What is asked
• A. In the Pittsfield High School article, update the passage starting at "Pittsfield High School is" and ending at "the student population." by putting "general" in place of "comprehensive".
• B. Give every percentage figure that appears in the Pittsfield High School article.
• C. Carry on writing the Pittsfield High School article, starting after its final sentence.
-------- Source document --------
Location
- 300 East Street Pittsfield, Massachusetts 01201 United States

Information
- Type: Public Coeducational Open enrollment
- Established: 1844
- School district: Pittsfield Public Schools
- Dean: Molly West
- Principal: Lynn Taylor
- Staff: https://pittsfieldhigh.pittsfield.net/en-US/staff
- Grades: 9–12
- Age range: 14-18
- Language: English, Spanish
- Colors: Purple and White
- Athletics conference: Berkshire County Conference
- Sports: Yes
- Mascot: The General
- Team name: Generals
- Rival: Taconic High School and St. Joseph Central High School
- Accreditation: New England Association of Schools and Colleges
- Newspaper: Generally Speaking
- Yearbook: The Dome
- Website: http://pittsfieldhigh.pittsfield.net/

= Pittsfield High School (Massachusetts) =

Pittsfield High School is a four year comprehensive public high school in Pittsfield, Massachusetts, United States. It serves the city of Pittsfield. The school dates its founding to 1844. It is administered by the Pittsfield Public Schools district and is the oldest of the district's two high schools. Enrollment for the 2014–2015 school year included 916 students. 51% of the student population was female and 49% were male. Students of African American, Asian, Hispanic, Native American, Native Hawaiian, Pacific Islander and Multi-Race, Non-Hispanic ethnicity and heritage comprised 21.8% percent of the student population.

==History==
Pittsfield High School (PHS) traces its founding to 1844 when a town meeting voted to establish the community's first high school. Six years later in November 1850, PHS opened in a three-room wooden building on a site occupied by the current city hall. Several sites and buildings later, the current facility opened on September 9, 1931.
-------- Excerpted records --------
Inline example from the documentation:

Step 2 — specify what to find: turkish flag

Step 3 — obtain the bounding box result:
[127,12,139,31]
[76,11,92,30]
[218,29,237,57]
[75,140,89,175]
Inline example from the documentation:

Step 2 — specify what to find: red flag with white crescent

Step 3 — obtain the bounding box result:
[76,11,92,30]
--------
Answers below
• A.
Pittsfield High School is a four year general public high school in Pittsfield, Massachusetts, United States. It serves the city of Pittsfield. The school dates its founding to 1844. It is administered by the Pittsfield Public Schools district and is the oldest of the district's two high schools. Enrollment for the 2014–2015 school year included 916 students. 51% of the student population was female and 49% were male. Students of African American, Asian, Hispanic, Native American, Native Hawaiian, Pacific Islander and Multi-Race, Non-Hispanic ethnicity and heritage comprised 21.8% percent of the student population.

• B. 51%, 49%, 21.8%

• C.
==Academics==
Graduation requirements include: 1) earning 244 credits, 2) completing one of four certificate programs (Arts and Sciences, Business and Management Studies, Career/Technical Education or Work Based Learning) and 3) passing the Massachusetts Comprehensive Assessment System (MCAS) exam. The school's academic departments include Business, English, Fine and Performing Arts, Mathematics, Science, Social Studies, Special Education, Career Technical and World Languages.

==Student life==
===Activities===
PHS extracurricular activities include After School Social Club, Art Club, Band, Best Buddies, Cheerleading, Class Council, Computer Club, Mock Trial, Drama Club, Engineering Club, Jazz Lab, Rock Band Club, UNO Club, French Club, Italian Club, Mural Club, Latin Club, Literary Magazine, Orchestra, The Dome yearbook, Generally Speaking student newspaper, Gay Straight Alliance, Morningside/PHS Community Service Learning and Tutoring Project, National Honor Society, New England Math League, PHS/Williams Community Service Learning Project, Peace Jam, Pep Club, Photography Club, Quiz Team, SADD, Horticulture, Silk Screening Club, Spanish Club and Student Government.

===Athletics===
PHS fields varsity boys and girls athletic teams. The school was a member of the Berkshire County Conference athletic league. Member schools include Drury High School in North Adams, Hoosac Valley High School in Cheshire, Lee High School in Lee, Lenox Memorial High School in Lenox, Monument Mountain Regional High School in Great Barrington, Mt. Everett Regional High School in Sheffield, Mt. Greylock Regional High School in Williamstown, St. Joseph Central High School (Catholic) in Pittsfield, Taconic High School in Pittsfield and Wahconah Regional High School in Dalton.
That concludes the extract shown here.